- [Problem requirements]
Starting at the line that has "If you could tag each instance of the man in cowboy" and stopping after the line that has "(1099, 499)", copy out the listing with "brown leather belt" swapped for "dark leather belt", changing nothing else. Omit the pictures.

** Start Given records **

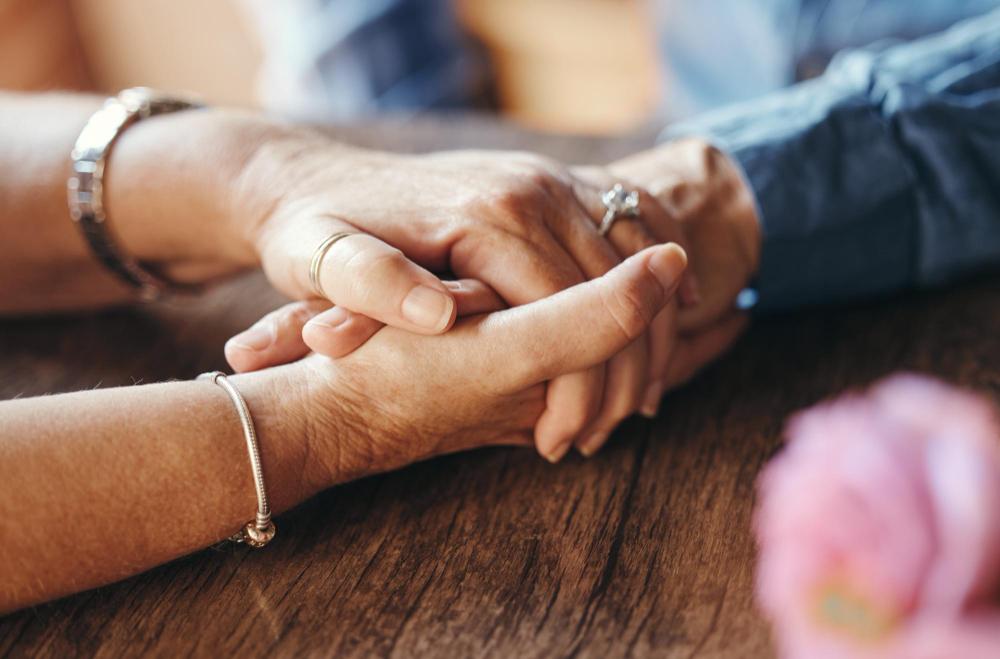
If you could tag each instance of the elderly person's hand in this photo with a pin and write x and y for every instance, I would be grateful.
(703, 192)
(136, 453)
(403, 397)
(519, 223)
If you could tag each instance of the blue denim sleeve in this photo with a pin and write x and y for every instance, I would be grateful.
(881, 175)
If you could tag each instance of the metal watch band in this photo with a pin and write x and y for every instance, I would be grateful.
(85, 184)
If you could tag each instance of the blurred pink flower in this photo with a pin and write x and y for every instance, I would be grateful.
(879, 527)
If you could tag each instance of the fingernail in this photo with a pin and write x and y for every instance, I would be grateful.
(427, 308)
(589, 446)
(330, 319)
(256, 338)
(668, 265)
(557, 454)
(651, 401)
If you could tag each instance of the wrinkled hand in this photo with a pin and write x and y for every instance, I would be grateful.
(518, 223)
(704, 194)
(403, 397)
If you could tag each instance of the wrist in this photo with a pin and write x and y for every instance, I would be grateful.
(169, 189)
(278, 404)
(739, 197)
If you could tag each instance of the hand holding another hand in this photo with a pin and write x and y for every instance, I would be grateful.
(403, 397)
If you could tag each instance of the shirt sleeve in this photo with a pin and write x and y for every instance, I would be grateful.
(881, 175)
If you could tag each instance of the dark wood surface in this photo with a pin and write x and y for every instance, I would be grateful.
(644, 550)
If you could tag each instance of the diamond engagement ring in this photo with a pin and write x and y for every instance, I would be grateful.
(619, 203)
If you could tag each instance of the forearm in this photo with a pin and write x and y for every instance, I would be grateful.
(99, 485)
(173, 194)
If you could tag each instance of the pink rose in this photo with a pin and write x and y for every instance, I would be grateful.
(879, 527)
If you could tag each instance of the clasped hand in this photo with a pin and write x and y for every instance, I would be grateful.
(512, 229)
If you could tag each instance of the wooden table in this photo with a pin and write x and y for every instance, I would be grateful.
(644, 550)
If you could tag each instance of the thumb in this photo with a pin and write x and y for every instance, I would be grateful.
(360, 273)
(589, 323)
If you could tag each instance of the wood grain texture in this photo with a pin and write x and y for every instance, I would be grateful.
(644, 550)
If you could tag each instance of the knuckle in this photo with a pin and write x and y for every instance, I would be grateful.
(627, 307)
(373, 263)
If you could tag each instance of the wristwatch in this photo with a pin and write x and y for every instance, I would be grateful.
(85, 184)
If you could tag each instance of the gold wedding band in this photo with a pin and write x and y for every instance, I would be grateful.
(317, 260)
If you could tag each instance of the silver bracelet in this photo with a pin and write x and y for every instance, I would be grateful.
(85, 186)
(260, 530)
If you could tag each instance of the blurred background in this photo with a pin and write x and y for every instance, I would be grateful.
(577, 66)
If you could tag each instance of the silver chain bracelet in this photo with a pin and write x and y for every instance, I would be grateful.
(259, 531)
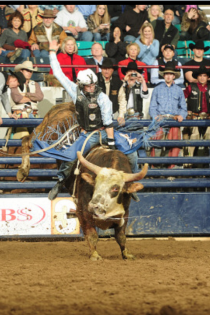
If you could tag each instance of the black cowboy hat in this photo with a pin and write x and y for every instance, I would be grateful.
(20, 77)
(131, 66)
(201, 70)
(107, 63)
(199, 45)
(170, 67)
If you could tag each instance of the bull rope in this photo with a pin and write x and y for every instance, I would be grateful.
(45, 149)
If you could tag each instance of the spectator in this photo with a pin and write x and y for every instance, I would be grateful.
(195, 26)
(131, 21)
(155, 13)
(168, 98)
(43, 33)
(165, 32)
(133, 51)
(11, 34)
(110, 86)
(134, 88)
(54, 7)
(97, 53)
(99, 23)
(198, 60)
(5, 13)
(116, 48)
(149, 47)
(197, 95)
(168, 55)
(25, 102)
(73, 23)
(69, 56)
(32, 17)
(13, 80)
(86, 10)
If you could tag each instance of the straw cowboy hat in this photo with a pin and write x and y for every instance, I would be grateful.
(199, 71)
(170, 68)
(28, 65)
(48, 14)
(132, 66)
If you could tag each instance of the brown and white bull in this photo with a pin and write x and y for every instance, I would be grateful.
(104, 189)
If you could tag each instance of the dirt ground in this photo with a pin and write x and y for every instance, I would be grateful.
(168, 277)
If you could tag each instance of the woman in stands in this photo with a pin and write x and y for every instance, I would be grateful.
(155, 13)
(133, 51)
(116, 48)
(69, 56)
(149, 47)
(195, 26)
(12, 34)
(99, 23)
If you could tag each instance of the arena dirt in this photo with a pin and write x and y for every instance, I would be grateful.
(57, 278)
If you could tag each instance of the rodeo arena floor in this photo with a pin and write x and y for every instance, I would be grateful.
(44, 258)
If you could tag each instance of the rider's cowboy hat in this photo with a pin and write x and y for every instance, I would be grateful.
(28, 65)
(131, 67)
(170, 68)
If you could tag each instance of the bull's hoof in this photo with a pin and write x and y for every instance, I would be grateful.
(128, 256)
(95, 256)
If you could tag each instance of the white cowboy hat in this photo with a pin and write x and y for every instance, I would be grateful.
(26, 65)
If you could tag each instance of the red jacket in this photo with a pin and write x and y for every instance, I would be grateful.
(65, 59)
(126, 62)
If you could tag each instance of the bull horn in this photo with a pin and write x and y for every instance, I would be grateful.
(136, 176)
(92, 167)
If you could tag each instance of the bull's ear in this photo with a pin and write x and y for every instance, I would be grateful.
(134, 187)
(88, 178)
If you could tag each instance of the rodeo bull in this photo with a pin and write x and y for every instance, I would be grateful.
(103, 191)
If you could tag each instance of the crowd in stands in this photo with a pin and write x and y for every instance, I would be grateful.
(134, 36)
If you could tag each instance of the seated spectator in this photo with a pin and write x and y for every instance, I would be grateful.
(149, 47)
(32, 17)
(25, 102)
(99, 23)
(86, 10)
(195, 26)
(155, 13)
(5, 13)
(116, 48)
(9, 81)
(165, 32)
(110, 86)
(73, 23)
(168, 98)
(198, 107)
(69, 56)
(54, 7)
(97, 53)
(43, 33)
(168, 55)
(131, 21)
(12, 34)
(198, 60)
(133, 51)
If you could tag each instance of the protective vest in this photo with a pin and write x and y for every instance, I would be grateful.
(161, 62)
(32, 88)
(137, 100)
(195, 99)
(88, 111)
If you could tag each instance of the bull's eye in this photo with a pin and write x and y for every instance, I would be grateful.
(114, 190)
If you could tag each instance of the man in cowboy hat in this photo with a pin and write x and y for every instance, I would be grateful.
(44, 33)
(197, 95)
(198, 60)
(25, 102)
(168, 99)
(13, 80)
(110, 85)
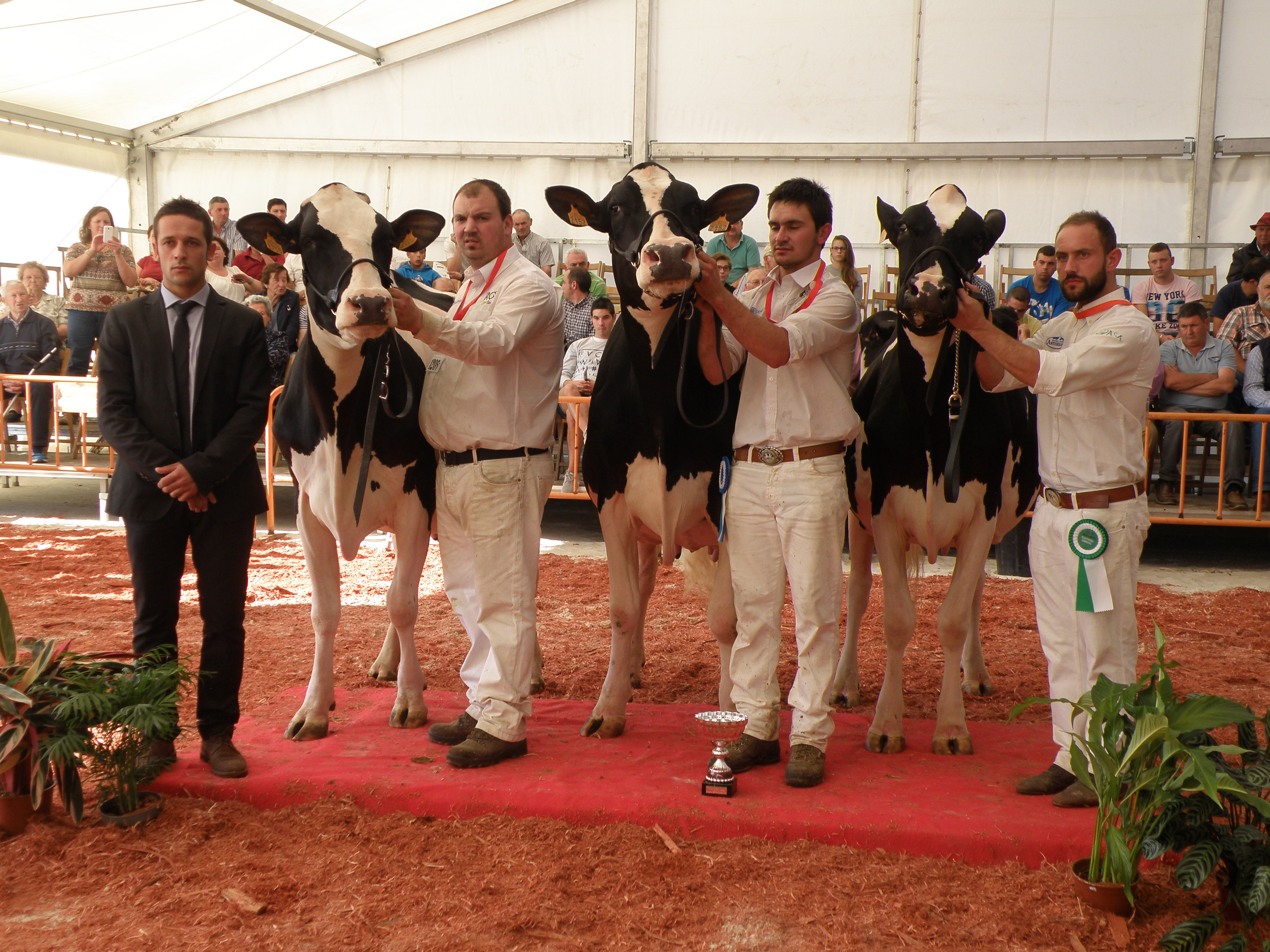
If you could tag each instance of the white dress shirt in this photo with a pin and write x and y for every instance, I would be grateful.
(1093, 386)
(496, 375)
(806, 402)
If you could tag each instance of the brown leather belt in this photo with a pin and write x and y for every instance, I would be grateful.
(774, 456)
(1099, 499)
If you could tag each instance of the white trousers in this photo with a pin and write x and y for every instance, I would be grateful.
(786, 519)
(1082, 645)
(489, 522)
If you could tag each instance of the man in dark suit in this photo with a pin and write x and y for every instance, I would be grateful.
(183, 389)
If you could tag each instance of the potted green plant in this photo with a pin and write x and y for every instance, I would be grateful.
(1144, 749)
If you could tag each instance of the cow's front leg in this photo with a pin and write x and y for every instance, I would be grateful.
(953, 625)
(609, 717)
(846, 680)
(409, 710)
(974, 672)
(322, 560)
(900, 617)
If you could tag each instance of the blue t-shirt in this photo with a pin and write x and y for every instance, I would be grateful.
(1044, 306)
(425, 276)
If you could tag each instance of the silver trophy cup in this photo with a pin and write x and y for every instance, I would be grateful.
(722, 728)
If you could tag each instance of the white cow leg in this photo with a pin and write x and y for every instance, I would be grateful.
(412, 552)
(974, 671)
(609, 717)
(322, 562)
(722, 616)
(900, 617)
(953, 625)
(648, 562)
(846, 680)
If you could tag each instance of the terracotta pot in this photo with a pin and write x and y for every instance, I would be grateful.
(14, 813)
(1105, 897)
(151, 805)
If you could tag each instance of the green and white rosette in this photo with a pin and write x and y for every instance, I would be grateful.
(1089, 540)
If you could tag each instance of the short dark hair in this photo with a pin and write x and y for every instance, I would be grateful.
(807, 193)
(190, 209)
(473, 188)
(1254, 270)
(1107, 231)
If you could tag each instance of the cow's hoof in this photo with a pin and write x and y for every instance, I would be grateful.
(604, 727)
(403, 715)
(884, 743)
(953, 746)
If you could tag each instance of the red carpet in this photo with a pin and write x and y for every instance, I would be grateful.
(912, 803)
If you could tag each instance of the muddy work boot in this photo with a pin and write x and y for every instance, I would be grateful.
(484, 749)
(750, 752)
(454, 733)
(806, 767)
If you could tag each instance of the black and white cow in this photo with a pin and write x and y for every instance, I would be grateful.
(649, 470)
(321, 422)
(920, 475)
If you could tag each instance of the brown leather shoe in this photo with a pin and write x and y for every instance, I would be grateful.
(1076, 795)
(1048, 782)
(223, 757)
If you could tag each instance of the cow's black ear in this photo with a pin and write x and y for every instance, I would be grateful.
(577, 207)
(266, 233)
(728, 205)
(995, 224)
(417, 229)
(889, 220)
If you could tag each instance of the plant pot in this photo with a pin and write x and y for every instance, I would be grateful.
(151, 805)
(1104, 897)
(14, 813)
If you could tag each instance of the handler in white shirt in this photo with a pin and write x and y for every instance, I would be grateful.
(488, 405)
(786, 507)
(1091, 368)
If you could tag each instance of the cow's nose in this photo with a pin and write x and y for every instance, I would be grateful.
(370, 309)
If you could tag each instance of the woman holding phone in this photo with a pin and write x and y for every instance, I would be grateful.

** End Given records **

- [Response for this exercise]
If you could tag each instance of the man in cowboy hat in this photo with a pin and write x and y for every instance, I would be grateful.
(44, 33)
(197, 95)
(198, 60)
(25, 102)
(168, 99)
(13, 80)
(110, 85)
If you could tag each instance of the white dress shirt in this photo with a pin and write x and y for every instance, I would be grateful.
(1093, 386)
(496, 375)
(806, 402)
If you could tag each instance of the dark leather belt in this photo with a pin and write x and y for every instance, I would be grateful.
(774, 456)
(1099, 499)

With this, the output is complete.